[Data excerpts]
● ● ● ● ●

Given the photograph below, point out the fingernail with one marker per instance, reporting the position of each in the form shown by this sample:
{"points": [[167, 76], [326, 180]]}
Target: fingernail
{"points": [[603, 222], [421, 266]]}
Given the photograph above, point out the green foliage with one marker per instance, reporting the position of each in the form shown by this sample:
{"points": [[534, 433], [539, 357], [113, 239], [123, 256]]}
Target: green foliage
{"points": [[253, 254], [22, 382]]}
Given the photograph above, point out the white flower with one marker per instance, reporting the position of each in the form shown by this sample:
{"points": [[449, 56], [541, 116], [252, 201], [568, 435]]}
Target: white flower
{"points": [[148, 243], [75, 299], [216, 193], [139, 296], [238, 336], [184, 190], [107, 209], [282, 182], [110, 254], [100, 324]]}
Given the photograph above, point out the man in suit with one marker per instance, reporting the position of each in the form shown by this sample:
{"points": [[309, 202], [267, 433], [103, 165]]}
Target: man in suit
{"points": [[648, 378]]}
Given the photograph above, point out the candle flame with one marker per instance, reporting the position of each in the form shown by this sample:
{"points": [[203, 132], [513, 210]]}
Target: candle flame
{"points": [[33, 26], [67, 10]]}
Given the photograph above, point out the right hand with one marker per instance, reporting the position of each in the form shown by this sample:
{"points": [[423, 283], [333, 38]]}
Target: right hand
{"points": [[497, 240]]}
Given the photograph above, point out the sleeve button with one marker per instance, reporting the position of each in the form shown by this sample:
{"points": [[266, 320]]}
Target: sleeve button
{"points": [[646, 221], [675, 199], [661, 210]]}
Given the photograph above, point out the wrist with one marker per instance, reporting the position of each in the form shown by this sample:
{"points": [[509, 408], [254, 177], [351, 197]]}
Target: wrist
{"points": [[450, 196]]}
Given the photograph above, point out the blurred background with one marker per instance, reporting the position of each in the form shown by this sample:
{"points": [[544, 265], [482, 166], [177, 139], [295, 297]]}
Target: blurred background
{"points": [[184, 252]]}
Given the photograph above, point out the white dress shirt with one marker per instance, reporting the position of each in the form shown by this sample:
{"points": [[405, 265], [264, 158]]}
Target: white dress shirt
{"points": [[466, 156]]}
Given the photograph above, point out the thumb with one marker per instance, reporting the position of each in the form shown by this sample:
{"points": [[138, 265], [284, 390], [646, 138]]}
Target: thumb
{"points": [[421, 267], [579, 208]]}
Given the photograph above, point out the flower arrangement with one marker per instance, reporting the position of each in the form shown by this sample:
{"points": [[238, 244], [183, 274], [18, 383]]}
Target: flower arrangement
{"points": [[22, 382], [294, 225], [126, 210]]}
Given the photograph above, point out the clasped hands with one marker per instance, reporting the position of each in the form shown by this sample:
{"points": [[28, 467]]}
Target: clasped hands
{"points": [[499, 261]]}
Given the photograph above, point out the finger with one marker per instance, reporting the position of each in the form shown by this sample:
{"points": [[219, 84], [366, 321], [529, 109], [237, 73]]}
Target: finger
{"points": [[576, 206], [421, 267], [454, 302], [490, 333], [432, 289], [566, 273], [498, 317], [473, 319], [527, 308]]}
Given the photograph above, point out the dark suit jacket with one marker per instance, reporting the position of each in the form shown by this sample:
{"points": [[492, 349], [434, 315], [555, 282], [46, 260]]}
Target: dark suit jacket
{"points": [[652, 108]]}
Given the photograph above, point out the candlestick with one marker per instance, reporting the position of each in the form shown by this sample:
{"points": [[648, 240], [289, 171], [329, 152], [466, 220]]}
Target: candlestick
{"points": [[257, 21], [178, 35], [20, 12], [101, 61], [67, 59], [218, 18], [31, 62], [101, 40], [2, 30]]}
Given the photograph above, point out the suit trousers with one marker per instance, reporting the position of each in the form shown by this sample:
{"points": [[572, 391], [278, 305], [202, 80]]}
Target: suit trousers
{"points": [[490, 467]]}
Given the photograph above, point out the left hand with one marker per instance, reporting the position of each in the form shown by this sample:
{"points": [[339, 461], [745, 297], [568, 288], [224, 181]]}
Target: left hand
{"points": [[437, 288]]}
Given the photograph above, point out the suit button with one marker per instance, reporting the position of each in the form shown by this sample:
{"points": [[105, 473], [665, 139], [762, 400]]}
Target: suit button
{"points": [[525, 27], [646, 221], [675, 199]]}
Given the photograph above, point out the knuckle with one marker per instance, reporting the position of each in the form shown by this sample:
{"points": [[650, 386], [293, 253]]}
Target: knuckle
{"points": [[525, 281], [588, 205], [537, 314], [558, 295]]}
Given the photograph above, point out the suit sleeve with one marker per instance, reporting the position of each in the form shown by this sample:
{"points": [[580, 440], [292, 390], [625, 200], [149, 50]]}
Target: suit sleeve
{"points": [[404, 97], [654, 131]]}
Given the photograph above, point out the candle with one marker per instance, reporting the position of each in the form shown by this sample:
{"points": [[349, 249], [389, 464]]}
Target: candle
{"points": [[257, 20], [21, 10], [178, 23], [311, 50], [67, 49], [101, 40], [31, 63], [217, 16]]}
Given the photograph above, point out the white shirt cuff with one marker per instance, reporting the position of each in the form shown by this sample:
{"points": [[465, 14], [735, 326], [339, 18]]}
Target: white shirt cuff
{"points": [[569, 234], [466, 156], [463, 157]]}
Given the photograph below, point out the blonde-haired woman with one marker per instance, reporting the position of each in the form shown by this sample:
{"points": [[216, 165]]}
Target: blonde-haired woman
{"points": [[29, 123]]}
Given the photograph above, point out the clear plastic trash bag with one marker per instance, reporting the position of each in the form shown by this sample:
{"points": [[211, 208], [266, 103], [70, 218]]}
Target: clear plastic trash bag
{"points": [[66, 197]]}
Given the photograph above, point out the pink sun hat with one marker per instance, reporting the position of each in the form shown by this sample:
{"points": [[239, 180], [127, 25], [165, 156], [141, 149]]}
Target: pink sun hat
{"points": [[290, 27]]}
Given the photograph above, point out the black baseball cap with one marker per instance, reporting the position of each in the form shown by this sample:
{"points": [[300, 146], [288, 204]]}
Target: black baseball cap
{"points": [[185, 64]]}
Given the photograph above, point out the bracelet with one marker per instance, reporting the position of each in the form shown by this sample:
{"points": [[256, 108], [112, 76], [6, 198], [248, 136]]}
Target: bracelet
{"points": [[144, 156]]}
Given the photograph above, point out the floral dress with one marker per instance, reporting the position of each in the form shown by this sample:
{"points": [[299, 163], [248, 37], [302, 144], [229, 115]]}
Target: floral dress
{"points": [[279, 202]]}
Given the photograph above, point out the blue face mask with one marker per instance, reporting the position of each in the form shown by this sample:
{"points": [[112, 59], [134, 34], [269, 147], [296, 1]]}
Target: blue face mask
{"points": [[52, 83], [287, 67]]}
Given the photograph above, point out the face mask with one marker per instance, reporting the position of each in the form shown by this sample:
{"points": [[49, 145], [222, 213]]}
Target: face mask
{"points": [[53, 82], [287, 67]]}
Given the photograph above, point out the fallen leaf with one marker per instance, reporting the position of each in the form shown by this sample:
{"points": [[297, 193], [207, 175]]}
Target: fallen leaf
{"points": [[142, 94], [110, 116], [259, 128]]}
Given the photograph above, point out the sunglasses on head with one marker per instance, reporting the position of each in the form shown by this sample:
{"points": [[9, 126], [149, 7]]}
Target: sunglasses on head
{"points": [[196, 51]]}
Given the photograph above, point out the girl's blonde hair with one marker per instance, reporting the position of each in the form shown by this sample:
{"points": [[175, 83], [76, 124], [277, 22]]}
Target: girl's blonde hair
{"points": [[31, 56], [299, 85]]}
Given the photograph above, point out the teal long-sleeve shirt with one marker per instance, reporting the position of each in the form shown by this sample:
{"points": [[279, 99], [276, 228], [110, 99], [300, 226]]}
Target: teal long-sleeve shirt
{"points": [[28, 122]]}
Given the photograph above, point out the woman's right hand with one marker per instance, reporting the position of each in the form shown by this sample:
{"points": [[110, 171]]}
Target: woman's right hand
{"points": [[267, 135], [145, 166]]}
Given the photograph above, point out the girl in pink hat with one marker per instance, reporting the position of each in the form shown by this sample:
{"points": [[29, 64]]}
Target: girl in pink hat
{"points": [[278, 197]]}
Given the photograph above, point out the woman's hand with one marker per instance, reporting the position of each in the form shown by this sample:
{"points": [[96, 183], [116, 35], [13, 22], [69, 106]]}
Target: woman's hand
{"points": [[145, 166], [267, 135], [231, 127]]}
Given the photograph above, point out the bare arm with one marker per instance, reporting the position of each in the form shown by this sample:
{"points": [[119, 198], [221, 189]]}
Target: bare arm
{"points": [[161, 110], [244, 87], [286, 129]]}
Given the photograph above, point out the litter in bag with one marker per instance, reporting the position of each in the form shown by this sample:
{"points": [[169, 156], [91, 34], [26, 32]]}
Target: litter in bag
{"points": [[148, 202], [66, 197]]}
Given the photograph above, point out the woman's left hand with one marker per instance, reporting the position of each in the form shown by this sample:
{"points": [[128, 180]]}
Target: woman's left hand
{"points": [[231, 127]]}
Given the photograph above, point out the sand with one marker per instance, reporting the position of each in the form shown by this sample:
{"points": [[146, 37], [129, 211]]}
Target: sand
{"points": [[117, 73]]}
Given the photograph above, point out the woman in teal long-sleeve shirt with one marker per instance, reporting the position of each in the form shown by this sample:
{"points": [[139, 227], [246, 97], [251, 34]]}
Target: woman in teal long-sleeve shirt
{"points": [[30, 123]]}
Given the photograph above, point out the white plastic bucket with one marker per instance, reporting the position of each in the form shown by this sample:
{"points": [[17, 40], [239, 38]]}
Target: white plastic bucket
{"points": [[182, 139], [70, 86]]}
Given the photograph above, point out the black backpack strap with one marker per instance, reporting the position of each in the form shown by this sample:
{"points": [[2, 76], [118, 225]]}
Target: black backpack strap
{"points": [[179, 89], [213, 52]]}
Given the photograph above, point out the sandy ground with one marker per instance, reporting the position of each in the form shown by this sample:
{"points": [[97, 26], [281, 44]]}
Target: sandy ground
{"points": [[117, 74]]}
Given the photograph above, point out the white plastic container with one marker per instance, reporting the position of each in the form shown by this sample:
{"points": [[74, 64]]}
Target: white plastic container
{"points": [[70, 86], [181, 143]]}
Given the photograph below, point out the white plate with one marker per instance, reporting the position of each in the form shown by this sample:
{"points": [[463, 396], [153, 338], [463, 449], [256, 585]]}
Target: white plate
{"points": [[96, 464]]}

● ● ● ● ●

**PROBLEM DETAILS**: Retrieve all lines from the data that contain the string "below".

**FINISHED EXERCISE**:
Given the photograph below, point out the fingernail with one marker per instance, reporting the position of each in the form shown by this sample:
Given the photograph below, point out the blonde-haired woman with one marker per instance, reporting the position of each in the form shown by this sample:
Given the photograph below, point out the white plate with one marker per instance, reporting the position of each in the form shown by this sample:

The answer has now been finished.